──────── DATA FOR THE TASK ────────

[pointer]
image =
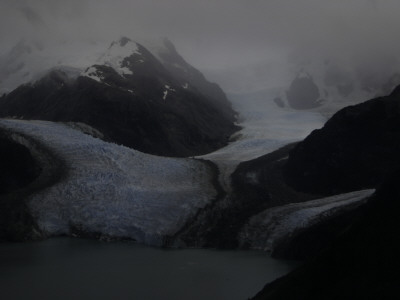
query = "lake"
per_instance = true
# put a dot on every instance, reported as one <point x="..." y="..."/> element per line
<point x="68" y="268"/>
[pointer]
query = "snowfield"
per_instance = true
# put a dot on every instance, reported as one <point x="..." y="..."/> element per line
<point x="114" y="190"/>
<point x="265" y="230"/>
<point x="265" y="128"/>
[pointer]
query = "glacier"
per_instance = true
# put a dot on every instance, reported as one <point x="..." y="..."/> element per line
<point x="113" y="190"/>
<point x="265" y="230"/>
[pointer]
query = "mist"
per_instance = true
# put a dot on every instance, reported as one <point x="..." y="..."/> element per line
<point x="218" y="35"/>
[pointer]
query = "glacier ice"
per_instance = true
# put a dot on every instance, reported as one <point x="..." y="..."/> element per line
<point x="113" y="190"/>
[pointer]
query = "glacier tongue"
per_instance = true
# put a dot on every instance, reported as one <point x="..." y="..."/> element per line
<point x="268" y="228"/>
<point x="114" y="190"/>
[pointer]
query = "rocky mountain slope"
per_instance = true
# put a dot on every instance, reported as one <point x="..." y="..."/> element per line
<point x="133" y="98"/>
<point x="107" y="190"/>
<point x="355" y="149"/>
<point x="361" y="264"/>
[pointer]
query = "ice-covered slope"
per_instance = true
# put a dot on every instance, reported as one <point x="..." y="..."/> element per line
<point x="265" y="128"/>
<point x="270" y="227"/>
<point x="113" y="190"/>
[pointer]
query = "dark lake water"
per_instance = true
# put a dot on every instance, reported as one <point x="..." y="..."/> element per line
<point x="66" y="268"/>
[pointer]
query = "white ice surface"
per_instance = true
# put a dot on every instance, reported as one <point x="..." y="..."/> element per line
<point x="266" y="229"/>
<point x="266" y="128"/>
<point x="115" y="190"/>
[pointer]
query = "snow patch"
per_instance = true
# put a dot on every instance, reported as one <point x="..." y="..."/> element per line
<point x="116" y="54"/>
<point x="93" y="73"/>
<point x="265" y="230"/>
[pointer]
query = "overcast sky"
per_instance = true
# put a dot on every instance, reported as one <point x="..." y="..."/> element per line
<point x="213" y="33"/>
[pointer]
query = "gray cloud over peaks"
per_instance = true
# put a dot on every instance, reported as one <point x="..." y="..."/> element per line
<point x="214" y="33"/>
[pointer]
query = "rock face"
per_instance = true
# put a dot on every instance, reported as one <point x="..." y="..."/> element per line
<point x="18" y="169"/>
<point x="134" y="99"/>
<point x="361" y="264"/>
<point x="17" y="166"/>
<point x="355" y="149"/>
<point x="303" y="93"/>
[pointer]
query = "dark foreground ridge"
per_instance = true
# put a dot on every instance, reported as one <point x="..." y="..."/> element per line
<point x="361" y="264"/>
<point x="355" y="149"/>
<point x="151" y="107"/>
<point x="23" y="171"/>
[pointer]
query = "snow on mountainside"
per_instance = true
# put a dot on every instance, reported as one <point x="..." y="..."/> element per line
<point x="132" y="98"/>
<point x="29" y="60"/>
<point x="113" y="190"/>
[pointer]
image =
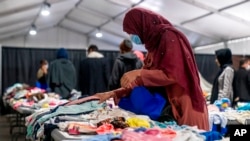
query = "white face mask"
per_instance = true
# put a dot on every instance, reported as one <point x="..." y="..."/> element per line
<point x="248" y="67"/>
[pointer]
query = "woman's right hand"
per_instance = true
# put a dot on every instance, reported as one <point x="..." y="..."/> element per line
<point x="104" y="96"/>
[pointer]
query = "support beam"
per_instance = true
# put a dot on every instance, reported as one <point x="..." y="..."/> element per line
<point x="217" y="11"/>
<point x="83" y="23"/>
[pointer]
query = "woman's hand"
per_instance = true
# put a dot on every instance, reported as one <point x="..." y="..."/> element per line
<point x="129" y="77"/>
<point x="104" y="96"/>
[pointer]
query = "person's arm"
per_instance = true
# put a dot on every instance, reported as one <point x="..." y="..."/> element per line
<point x="152" y="78"/>
<point x="227" y="84"/>
<point x="148" y="78"/>
<point x="114" y="80"/>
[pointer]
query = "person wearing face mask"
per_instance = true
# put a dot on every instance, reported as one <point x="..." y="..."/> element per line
<point x="169" y="67"/>
<point x="42" y="74"/>
<point x="223" y="82"/>
<point x="241" y="82"/>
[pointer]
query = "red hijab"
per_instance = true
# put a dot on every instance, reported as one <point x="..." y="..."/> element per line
<point x="174" y="58"/>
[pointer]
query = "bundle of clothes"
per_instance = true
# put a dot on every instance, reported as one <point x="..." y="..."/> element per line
<point x="100" y="122"/>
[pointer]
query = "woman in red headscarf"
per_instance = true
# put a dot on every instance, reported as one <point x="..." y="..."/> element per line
<point x="169" y="63"/>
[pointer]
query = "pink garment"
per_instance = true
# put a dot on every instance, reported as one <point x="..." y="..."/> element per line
<point x="161" y="132"/>
<point x="82" y="100"/>
<point x="105" y="128"/>
<point x="140" y="136"/>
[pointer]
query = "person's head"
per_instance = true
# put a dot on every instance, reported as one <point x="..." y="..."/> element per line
<point x="62" y="53"/>
<point x="244" y="63"/>
<point x="43" y="63"/>
<point x="144" y="26"/>
<point x="223" y="57"/>
<point x="92" y="48"/>
<point x="126" y="46"/>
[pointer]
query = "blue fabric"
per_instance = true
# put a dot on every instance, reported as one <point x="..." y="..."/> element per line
<point x="212" y="135"/>
<point x="62" y="53"/>
<point x="142" y="102"/>
<point x="104" y="137"/>
<point x="136" y="39"/>
<point x="218" y="128"/>
<point x="41" y="86"/>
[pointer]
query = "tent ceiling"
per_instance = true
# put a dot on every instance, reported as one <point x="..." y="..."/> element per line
<point x="202" y="21"/>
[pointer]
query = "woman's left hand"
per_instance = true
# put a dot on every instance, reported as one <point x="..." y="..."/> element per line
<point x="129" y="77"/>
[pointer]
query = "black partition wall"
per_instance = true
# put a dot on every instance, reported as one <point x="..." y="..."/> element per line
<point x="207" y="66"/>
<point x="20" y="65"/>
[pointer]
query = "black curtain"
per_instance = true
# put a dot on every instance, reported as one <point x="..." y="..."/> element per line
<point x="207" y="66"/>
<point x="20" y="65"/>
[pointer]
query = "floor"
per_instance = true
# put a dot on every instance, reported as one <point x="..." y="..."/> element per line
<point x="5" y="130"/>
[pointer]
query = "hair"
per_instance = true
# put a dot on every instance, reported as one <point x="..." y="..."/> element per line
<point x="243" y="61"/>
<point x="126" y="46"/>
<point x="93" y="48"/>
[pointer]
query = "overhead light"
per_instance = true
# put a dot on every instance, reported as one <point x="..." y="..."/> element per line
<point x="98" y="34"/>
<point x="45" y="9"/>
<point x="33" y="30"/>
<point x="135" y="1"/>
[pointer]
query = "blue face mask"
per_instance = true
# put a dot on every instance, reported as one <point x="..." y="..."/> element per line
<point x="136" y="39"/>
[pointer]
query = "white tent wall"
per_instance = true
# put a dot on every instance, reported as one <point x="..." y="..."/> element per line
<point x="238" y="47"/>
<point x="57" y="37"/>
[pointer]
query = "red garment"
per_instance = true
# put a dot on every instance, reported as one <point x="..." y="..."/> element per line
<point x="169" y="63"/>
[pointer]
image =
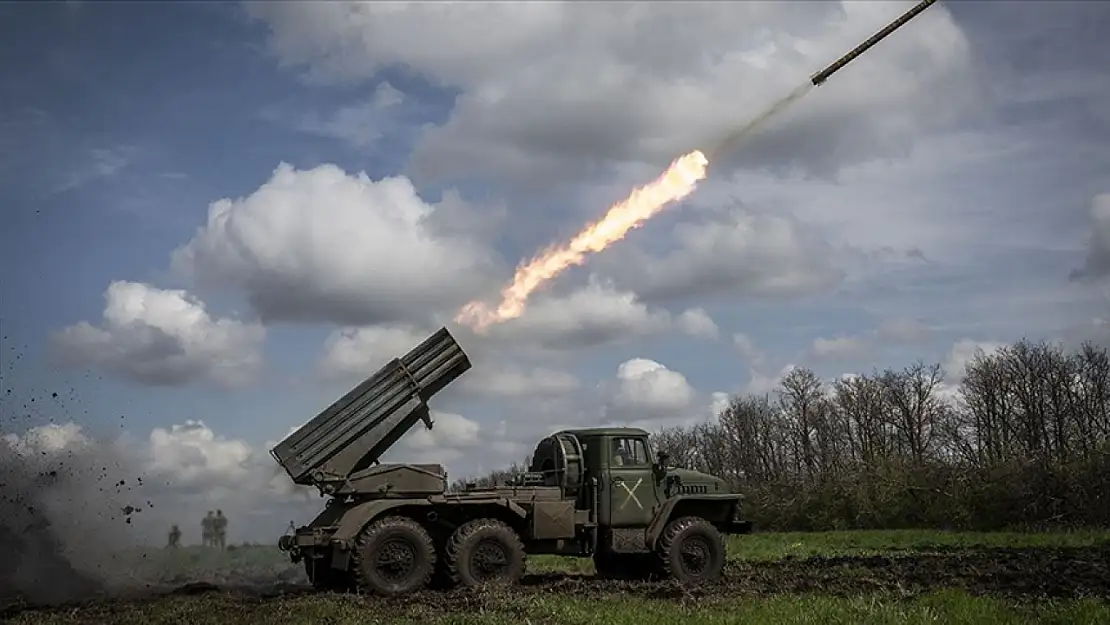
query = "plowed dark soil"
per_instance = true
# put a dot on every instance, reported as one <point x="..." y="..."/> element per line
<point x="1018" y="573"/>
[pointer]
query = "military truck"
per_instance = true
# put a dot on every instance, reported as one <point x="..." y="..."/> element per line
<point x="394" y="528"/>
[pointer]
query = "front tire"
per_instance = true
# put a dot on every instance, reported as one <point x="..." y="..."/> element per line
<point x="484" y="552"/>
<point x="393" y="556"/>
<point x="692" y="551"/>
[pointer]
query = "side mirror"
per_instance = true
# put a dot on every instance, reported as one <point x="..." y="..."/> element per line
<point x="661" y="465"/>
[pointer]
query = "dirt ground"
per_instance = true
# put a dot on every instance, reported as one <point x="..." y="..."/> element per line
<point x="1018" y="573"/>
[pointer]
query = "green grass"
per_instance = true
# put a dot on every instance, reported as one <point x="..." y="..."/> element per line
<point x="945" y="607"/>
<point x="584" y="603"/>
<point x="773" y="546"/>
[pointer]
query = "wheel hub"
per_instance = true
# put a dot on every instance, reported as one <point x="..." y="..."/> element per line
<point x="696" y="555"/>
<point x="395" y="560"/>
<point x="490" y="561"/>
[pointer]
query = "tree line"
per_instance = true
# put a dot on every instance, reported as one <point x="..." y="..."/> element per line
<point x="1021" y="441"/>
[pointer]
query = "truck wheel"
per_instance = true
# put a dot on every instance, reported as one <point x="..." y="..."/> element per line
<point x="692" y="551"/>
<point x="485" y="552"/>
<point x="393" y="556"/>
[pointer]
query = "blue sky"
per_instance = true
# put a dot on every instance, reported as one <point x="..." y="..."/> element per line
<point x="935" y="195"/>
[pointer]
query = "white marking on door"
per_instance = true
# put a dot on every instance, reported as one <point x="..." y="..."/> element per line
<point x="632" y="493"/>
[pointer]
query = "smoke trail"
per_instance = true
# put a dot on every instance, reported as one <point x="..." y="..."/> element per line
<point x="733" y="138"/>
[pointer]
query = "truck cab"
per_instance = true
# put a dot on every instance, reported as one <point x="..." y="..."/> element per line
<point x="632" y="492"/>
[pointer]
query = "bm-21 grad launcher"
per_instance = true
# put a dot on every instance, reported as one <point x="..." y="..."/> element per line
<point x="601" y="493"/>
<point x="393" y="528"/>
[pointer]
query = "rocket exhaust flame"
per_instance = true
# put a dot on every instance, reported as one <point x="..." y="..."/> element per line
<point x="676" y="182"/>
<point x="644" y="202"/>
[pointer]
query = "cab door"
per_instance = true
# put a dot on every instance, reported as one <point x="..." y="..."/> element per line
<point x="629" y="495"/>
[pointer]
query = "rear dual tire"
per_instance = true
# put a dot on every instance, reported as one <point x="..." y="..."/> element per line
<point x="484" y="552"/>
<point x="393" y="556"/>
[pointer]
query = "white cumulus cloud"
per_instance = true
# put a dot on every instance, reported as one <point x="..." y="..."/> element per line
<point x="164" y="338"/>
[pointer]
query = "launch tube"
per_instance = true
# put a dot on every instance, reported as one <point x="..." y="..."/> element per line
<point x="824" y="74"/>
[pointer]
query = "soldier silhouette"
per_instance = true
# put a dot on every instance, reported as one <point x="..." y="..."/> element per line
<point x="221" y="530"/>
<point x="208" y="530"/>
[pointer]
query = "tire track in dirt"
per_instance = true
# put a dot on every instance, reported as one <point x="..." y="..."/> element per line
<point x="1019" y="573"/>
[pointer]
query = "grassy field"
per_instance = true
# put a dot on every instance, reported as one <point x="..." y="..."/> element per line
<point x="824" y="577"/>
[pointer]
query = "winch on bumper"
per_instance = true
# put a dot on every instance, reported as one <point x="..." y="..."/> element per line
<point x="304" y="541"/>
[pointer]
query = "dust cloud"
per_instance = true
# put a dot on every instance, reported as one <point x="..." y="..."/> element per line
<point x="64" y="516"/>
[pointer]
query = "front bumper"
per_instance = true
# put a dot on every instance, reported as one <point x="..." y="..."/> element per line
<point x="738" y="527"/>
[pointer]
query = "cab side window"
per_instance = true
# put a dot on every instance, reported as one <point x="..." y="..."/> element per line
<point x="629" y="452"/>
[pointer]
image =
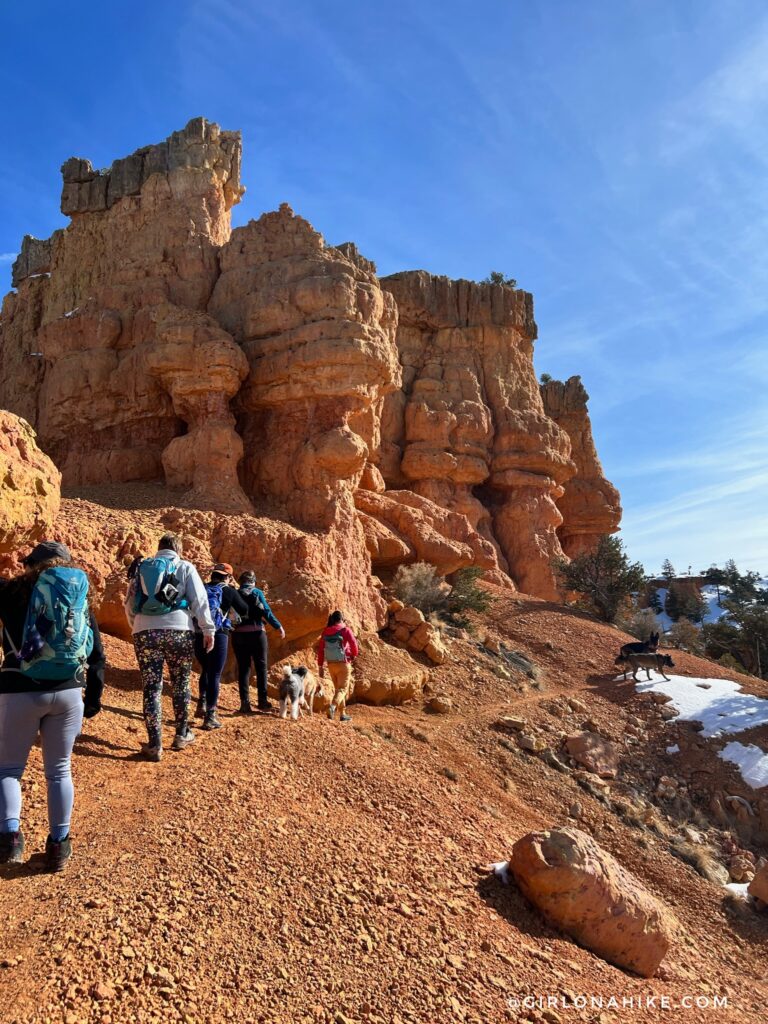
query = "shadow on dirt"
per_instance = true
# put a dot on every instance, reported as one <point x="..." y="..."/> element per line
<point x="509" y="903"/>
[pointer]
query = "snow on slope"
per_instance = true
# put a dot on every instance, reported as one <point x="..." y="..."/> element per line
<point x="722" y="709"/>
<point x="714" y="611"/>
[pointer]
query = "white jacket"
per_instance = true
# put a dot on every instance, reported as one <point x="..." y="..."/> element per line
<point x="180" y="619"/>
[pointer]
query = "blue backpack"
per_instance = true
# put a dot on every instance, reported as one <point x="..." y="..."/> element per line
<point x="159" y="589"/>
<point x="334" y="648"/>
<point x="215" y="592"/>
<point x="57" y="637"/>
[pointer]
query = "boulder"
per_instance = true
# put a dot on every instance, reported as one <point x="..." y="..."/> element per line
<point x="385" y="675"/>
<point x="759" y="885"/>
<point x="435" y="650"/>
<point x="584" y="891"/>
<point x="31" y="483"/>
<point x="595" y="753"/>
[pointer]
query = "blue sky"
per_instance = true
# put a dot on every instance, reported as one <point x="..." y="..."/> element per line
<point x="611" y="156"/>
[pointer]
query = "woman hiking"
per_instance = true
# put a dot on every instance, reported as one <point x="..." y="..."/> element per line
<point x="164" y="596"/>
<point x="222" y="599"/>
<point x="337" y="648"/>
<point x="51" y="650"/>
<point x="250" y="643"/>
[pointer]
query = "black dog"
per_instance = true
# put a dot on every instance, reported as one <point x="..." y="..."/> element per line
<point x="647" y="662"/>
<point x="649" y="646"/>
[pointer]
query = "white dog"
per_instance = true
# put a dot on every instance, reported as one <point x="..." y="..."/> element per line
<point x="297" y="687"/>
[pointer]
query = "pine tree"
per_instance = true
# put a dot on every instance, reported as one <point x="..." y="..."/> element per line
<point x="498" y="278"/>
<point x="605" y="578"/>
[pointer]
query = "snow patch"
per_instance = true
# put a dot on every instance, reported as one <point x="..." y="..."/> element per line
<point x="721" y="708"/>
<point x="751" y="761"/>
<point x="738" y="889"/>
<point x="501" y="869"/>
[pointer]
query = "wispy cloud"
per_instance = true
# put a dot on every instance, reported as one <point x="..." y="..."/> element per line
<point x="732" y="99"/>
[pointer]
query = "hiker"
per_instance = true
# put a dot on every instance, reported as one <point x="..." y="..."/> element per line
<point x="250" y="643"/>
<point x="337" y="648"/>
<point x="51" y="650"/>
<point x="163" y="597"/>
<point x="222" y="599"/>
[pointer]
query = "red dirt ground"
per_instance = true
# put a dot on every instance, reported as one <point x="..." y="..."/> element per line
<point x="326" y="872"/>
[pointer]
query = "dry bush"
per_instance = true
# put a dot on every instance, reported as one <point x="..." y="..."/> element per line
<point x="420" y="586"/>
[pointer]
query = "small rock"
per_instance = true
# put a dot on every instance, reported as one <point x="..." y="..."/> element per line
<point x="440" y="704"/>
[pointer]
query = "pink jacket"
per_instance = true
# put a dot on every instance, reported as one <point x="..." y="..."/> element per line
<point x="350" y="644"/>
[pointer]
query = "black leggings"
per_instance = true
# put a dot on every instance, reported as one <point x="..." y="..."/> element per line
<point x="251" y="647"/>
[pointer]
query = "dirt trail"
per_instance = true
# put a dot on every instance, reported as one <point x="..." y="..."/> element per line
<point x="325" y="872"/>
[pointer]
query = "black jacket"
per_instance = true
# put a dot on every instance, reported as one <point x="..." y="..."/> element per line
<point x="231" y="598"/>
<point x="13" y="601"/>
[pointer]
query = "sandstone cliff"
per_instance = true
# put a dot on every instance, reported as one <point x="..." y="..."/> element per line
<point x="262" y="371"/>
<point x="591" y="505"/>
<point x="468" y="429"/>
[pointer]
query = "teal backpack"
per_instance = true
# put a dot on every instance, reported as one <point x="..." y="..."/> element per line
<point x="57" y="636"/>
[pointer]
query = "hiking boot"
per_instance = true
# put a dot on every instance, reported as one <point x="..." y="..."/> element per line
<point x="182" y="739"/>
<point x="212" y="721"/>
<point x="11" y="848"/>
<point x="56" y="854"/>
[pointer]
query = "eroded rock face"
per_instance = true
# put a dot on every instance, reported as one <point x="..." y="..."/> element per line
<point x="583" y="890"/>
<point x="144" y="236"/>
<point x="591" y="505"/>
<point x="134" y="329"/>
<point x="305" y="573"/>
<point x="29" y="487"/>
<point x="318" y="334"/>
<point x="468" y="429"/>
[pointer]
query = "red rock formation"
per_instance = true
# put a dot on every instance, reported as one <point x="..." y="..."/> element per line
<point x="133" y="329"/>
<point x="590" y="506"/>
<point x="143" y="235"/>
<point x="583" y="890"/>
<point x="468" y="430"/>
<point x="30" y="487"/>
<point x="318" y="334"/>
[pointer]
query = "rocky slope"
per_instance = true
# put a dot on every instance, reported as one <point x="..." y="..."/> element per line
<point x="261" y="369"/>
<point x="321" y="873"/>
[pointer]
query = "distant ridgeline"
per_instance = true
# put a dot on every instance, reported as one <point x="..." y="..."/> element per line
<point x="720" y="611"/>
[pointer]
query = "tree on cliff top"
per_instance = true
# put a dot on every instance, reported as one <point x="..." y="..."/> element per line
<point x="668" y="570"/>
<point x="604" y="578"/>
<point x="498" y="278"/>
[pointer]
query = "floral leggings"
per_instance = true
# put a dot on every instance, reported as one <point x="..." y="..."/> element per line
<point x="174" y="648"/>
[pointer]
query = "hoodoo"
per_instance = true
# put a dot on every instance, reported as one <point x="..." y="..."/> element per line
<point x="261" y="370"/>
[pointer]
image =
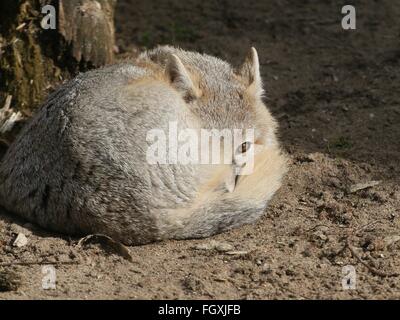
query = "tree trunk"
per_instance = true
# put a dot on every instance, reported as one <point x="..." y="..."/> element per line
<point x="34" y="60"/>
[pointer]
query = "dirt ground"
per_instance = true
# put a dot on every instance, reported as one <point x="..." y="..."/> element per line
<point x="336" y="95"/>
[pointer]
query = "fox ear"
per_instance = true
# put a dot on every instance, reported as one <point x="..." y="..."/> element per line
<point x="180" y="78"/>
<point x="250" y="72"/>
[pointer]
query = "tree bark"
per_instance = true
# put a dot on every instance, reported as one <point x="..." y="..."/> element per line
<point x="34" y="60"/>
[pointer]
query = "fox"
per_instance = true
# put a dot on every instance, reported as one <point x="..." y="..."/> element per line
<point x="79" y="166"/>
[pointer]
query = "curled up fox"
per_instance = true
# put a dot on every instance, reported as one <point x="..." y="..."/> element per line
<point x="81" y="165"/>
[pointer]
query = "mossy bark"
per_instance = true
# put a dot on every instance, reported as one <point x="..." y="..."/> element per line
<point x="34" y="60"/>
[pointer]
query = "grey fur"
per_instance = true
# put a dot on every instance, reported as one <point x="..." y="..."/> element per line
<point x="79" y="166"/>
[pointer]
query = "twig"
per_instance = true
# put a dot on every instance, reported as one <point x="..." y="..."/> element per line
<point x="370" y="268"/>
<point x="30" y="263"/>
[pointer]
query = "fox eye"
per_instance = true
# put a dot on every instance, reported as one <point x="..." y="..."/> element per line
<point x="244" y="147"/>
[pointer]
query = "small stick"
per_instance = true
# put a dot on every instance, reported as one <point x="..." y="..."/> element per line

────────

Please show the lines of the material that contain the string "black".

query = "black partition wall"
query = "black curtain"
query = "black dog"
query = "black leggings"
query = "black jacket"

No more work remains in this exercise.